▶ [Die Aufgabe]
Führe den Forenthread über die pfeifende Ausgangskarte AO 750-559 im Anschluss an seinen letzten Satz weiter.

▶ [Bereitgestellter Text]
# AO 750-559 pfeift



## ausweger (14 Februar 2019)

Hallo Wago-Leute,

ich habe eine Schnittstellenkarte 750-559, 4-fach AO. Sobald die Stromversorgung ein ist, pfeift die Karte. So ähnlich, wie ein billiges Schaltnetzteil. Kenn jemand das Problem?

danke
w.


----------



## Mavorkit (15 Februar 2019)

Hi ausweger,

Hatte ich bisher noch nicht, kann mir aber vorstellen, dass da etwas nicht passt.
Macht die Karte das auch wenn nichts angeschlossen ist?
Wenn nicht ist vielleicht die Last von einem Verbraucher zu groß?

Gruß

Mavorkit

Gesendet von meinem SM-G389F mit Tapatalk


----------



## ausweger (15 Februar 2019)

Servus Mavorkit,

das Pfeifen ist da - unabhängig, ob was angeschlossen ist oder nicht. Sobald die Stromversorgung eingeschalten ist, ist auch das Pfeifen da. Die "Pfeiffrequenz" liegt bei ca. 10-15 kHz, also gut im hörbaren Bereich. Ich konnte auch keinen Hinweis vom Hersteller finden, dass man die Schnittstelle nicht im Leerlauf betreiben darf oder irgendein definiertes Prozessabbild nötig ist.

▶ [Extrahiertes Material]

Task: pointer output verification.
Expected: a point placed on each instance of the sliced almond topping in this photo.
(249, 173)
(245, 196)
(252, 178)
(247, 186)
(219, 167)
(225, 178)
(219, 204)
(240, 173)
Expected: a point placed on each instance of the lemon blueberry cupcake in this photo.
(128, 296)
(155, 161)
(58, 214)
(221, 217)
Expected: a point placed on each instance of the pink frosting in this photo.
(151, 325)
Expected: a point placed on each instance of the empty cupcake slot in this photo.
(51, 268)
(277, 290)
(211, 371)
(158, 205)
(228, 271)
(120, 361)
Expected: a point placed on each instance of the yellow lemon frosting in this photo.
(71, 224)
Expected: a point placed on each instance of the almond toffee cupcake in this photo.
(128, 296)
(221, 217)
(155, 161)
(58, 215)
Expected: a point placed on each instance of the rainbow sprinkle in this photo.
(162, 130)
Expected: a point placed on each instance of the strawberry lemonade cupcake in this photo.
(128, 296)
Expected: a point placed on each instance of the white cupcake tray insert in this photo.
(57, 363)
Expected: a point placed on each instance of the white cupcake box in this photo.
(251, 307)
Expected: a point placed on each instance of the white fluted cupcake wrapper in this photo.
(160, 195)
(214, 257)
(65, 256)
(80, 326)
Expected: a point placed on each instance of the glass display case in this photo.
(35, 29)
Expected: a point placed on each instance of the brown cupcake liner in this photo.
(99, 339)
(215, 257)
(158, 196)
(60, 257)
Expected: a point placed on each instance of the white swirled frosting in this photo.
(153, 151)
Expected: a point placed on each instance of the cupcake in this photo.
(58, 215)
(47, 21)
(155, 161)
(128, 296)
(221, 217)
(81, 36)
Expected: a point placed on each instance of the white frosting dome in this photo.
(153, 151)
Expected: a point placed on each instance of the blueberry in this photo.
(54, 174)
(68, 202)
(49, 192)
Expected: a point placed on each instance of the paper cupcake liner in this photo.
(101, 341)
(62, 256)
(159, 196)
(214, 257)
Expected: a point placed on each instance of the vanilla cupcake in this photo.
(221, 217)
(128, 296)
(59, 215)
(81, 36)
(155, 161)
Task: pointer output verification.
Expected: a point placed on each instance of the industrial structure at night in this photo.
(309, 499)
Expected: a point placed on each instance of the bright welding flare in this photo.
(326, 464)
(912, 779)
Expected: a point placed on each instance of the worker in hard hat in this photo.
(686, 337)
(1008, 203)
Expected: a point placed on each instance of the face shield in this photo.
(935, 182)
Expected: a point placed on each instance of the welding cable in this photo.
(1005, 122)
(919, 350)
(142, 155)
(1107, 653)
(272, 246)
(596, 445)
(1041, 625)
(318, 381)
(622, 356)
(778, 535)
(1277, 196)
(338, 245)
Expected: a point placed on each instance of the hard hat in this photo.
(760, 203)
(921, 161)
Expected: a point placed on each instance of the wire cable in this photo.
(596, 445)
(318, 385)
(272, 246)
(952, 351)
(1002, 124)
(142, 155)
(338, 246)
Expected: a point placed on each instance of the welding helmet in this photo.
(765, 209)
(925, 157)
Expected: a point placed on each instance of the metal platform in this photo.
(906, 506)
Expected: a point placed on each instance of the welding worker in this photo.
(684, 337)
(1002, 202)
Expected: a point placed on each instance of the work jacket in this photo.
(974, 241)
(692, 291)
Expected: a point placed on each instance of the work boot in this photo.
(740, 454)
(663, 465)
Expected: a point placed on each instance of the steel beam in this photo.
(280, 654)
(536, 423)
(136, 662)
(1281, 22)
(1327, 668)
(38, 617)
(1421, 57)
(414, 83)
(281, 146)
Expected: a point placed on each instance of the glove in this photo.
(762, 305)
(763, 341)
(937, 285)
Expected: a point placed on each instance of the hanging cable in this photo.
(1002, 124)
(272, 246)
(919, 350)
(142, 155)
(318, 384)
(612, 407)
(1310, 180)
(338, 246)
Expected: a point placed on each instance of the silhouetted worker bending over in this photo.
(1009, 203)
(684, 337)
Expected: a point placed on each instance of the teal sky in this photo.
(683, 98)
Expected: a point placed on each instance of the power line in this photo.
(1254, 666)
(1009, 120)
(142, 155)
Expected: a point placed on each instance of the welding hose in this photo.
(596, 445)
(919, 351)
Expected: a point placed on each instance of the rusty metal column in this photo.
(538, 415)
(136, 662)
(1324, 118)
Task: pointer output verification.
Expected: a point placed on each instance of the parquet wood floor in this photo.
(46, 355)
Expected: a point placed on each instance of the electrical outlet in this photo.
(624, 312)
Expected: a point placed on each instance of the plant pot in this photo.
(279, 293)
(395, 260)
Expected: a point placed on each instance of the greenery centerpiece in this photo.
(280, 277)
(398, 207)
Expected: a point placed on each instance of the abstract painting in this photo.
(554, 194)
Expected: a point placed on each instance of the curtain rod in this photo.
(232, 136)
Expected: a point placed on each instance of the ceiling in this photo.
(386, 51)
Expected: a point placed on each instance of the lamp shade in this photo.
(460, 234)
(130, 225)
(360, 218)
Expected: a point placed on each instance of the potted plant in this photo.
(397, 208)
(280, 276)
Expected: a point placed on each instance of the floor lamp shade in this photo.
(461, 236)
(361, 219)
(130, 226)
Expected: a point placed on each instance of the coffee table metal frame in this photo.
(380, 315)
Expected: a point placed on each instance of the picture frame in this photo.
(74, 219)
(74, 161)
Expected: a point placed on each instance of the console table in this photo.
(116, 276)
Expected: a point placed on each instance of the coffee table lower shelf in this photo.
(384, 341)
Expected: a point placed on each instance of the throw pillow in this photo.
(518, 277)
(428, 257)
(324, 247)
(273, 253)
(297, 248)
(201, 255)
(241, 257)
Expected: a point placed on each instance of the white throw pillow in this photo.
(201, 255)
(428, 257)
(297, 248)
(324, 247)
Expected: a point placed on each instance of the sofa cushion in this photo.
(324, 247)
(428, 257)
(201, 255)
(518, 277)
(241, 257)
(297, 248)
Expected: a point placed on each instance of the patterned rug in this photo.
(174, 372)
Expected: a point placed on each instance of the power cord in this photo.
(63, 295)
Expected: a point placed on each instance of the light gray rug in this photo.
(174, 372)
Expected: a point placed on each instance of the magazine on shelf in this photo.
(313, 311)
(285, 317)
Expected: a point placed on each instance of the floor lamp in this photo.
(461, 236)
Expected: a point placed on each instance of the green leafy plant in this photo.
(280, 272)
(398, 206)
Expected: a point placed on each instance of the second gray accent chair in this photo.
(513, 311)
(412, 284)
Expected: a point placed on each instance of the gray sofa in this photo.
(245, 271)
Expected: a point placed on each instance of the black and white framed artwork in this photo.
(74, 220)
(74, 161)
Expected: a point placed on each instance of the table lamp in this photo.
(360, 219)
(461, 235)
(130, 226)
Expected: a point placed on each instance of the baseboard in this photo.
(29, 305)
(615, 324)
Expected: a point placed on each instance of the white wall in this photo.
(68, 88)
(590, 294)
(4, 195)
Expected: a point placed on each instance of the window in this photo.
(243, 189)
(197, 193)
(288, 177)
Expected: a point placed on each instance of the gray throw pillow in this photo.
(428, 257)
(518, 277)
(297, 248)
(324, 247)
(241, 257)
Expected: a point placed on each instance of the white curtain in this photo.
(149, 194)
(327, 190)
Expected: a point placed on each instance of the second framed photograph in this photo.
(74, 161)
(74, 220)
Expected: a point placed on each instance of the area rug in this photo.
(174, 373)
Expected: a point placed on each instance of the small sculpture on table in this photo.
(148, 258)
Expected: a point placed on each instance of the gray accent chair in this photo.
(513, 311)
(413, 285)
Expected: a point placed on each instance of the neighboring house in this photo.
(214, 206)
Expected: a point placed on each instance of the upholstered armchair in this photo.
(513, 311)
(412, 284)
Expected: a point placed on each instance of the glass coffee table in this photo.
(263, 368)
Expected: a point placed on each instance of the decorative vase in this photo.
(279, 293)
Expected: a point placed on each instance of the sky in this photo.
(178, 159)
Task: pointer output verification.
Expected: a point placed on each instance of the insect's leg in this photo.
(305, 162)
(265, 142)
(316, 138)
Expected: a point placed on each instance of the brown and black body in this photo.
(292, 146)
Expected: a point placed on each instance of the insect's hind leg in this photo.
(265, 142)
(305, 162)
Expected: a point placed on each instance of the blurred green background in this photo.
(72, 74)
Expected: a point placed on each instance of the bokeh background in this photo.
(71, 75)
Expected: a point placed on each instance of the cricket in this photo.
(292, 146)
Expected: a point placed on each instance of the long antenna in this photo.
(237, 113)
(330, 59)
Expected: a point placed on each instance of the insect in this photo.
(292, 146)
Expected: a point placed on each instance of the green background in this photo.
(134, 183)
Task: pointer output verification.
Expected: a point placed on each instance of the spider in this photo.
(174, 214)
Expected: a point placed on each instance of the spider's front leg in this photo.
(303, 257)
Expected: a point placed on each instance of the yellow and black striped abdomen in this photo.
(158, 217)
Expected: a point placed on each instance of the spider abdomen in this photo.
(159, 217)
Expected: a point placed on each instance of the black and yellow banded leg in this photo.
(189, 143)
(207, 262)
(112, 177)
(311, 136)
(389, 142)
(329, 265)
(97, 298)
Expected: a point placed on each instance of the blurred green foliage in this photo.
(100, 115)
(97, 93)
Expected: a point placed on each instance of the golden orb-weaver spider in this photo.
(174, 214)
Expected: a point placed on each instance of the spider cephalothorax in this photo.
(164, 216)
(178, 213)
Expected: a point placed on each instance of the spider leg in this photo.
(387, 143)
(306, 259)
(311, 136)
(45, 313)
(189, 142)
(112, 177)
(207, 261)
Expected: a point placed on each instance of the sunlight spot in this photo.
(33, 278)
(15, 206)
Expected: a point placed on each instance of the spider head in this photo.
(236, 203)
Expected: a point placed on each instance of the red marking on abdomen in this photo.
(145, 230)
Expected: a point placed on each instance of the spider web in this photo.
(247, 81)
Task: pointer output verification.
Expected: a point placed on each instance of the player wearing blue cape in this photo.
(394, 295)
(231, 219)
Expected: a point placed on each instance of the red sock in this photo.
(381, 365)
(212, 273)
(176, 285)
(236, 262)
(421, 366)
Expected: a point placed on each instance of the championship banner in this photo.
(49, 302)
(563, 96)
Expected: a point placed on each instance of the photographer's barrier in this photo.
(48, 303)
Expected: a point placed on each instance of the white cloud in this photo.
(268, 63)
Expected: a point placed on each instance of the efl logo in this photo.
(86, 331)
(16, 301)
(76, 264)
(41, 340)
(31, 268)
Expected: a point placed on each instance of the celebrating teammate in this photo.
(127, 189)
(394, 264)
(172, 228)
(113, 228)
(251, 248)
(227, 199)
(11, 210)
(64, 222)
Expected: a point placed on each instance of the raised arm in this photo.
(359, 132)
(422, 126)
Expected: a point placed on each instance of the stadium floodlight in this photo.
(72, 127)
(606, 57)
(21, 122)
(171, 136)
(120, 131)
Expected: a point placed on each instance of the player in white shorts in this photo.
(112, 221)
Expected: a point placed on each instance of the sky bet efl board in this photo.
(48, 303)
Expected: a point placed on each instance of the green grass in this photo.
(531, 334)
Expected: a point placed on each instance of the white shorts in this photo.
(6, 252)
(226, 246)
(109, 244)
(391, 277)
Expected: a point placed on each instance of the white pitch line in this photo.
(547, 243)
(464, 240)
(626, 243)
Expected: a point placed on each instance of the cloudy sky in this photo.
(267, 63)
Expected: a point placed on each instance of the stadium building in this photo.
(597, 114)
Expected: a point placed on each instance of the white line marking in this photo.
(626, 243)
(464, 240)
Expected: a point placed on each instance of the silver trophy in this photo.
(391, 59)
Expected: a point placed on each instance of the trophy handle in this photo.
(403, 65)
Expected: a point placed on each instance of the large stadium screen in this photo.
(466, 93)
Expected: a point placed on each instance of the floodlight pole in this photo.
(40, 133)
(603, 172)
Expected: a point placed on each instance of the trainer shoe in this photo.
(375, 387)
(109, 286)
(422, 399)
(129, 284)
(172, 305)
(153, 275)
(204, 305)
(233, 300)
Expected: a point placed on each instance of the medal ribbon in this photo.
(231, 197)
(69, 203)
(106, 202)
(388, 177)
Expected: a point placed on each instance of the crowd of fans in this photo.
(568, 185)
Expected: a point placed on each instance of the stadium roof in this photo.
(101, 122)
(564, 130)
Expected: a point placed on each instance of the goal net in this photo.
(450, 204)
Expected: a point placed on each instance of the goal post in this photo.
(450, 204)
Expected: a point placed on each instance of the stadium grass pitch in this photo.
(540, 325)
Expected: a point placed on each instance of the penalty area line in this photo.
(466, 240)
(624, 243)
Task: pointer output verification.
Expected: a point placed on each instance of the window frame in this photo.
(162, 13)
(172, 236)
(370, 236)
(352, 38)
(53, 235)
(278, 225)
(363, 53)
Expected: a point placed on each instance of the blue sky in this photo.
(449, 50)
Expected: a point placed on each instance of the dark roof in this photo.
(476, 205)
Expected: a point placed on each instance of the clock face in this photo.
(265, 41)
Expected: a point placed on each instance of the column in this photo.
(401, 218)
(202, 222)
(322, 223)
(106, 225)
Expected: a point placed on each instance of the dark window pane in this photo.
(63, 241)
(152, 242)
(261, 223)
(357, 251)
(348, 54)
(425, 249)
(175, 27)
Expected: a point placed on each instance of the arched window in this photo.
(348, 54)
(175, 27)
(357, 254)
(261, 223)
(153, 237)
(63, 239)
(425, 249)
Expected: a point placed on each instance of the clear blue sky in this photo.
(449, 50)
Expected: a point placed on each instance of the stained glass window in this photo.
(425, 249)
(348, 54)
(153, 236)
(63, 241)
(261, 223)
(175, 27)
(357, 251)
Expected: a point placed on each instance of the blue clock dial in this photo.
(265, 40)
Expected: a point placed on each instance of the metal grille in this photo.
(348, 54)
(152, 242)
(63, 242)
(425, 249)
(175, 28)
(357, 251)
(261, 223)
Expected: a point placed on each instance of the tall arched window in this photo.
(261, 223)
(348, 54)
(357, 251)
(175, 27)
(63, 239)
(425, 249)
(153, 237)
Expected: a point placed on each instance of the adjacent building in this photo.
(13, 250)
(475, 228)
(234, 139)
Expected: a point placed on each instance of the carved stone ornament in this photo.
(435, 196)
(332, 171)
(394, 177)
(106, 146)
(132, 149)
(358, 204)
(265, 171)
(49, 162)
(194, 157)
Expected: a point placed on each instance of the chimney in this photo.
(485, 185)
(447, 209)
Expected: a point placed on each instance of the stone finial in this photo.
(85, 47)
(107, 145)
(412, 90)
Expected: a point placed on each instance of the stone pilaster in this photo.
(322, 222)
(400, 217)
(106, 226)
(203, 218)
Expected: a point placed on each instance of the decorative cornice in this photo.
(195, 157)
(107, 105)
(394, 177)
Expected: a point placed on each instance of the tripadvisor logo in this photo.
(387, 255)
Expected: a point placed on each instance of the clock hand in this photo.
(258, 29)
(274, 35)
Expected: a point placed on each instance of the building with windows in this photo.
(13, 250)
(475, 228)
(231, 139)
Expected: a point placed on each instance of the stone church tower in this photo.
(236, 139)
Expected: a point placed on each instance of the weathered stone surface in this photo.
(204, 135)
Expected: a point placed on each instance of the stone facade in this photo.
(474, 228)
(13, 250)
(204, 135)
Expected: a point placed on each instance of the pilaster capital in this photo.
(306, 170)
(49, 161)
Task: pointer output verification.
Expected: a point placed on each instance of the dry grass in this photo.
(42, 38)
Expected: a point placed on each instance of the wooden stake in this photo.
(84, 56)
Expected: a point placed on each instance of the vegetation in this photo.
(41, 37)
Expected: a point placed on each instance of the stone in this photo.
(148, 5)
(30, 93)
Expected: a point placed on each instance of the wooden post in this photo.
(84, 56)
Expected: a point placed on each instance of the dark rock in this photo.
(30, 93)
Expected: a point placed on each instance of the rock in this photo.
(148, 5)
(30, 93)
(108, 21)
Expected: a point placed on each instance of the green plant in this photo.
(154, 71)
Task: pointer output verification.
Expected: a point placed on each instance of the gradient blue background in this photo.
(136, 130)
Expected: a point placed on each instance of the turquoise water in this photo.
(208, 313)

▶ [Ergebnis der Aufgabe]
Gruß
w.


----------



## KLM (19 Februar 2019)

Moin, mit oder ohne Last bzw. unabhängig vom Prozessabbild, das Pfeifen ist nicht normal. Ist nicht, wie bei billigen Netzteilen, die pfeifen, wenn man sie deutlich unterhalb der Nennlast betreibt. Ich glaub eher da hat die Elektronik was abbekommen. Je nach Alter und Wahrscheinlichkeit, dass Du mit einer Überspannung (die 559 ist da etwas empfindlich) dran warst, würd ich sie reklamieren, wegschmeißen oder in einen Schrank einbauen, bei dem das Pfeifen nicht nervt. Ich geh mal davon aus, dass die Klemme/Känle sonst noch funktionieren?!


----------



## ausweger (20 Februar 2019)

Hallo KLM,

Danke für Deinen Beitrag. Die Elektronik hat nichts abbekommen. Das Modul funktioniert grundsätzlich und generiert die programmierte Spannung. Aber es pfeift, sobald die Versorgungsspannung eingeschalten ist. Also zu einem Zeitpunkt, wo die SPS noch kein Prozessabbild in das Modul geschrieben hat.

w.


----------



## ewilli (2 März 2019)

Hallo so eine hab ich auch bei mir.Sie ist im Sommer dann ausgefallen .Kann die interne Gleichspannung nicht mehr bereitstellen.....ich tippe :irgend ein Kondensator aber da Steht nix drauf??


----------



## ausweger (2 März 2019)

Servus ewilli, Danke für Deinen Hinweis. Wenn es tatsächlich an einem Kondensator liegt, dann wurde hier offensichtlich das Einsparungspotential auf Kosten der Kunden "übererfüllt".
w.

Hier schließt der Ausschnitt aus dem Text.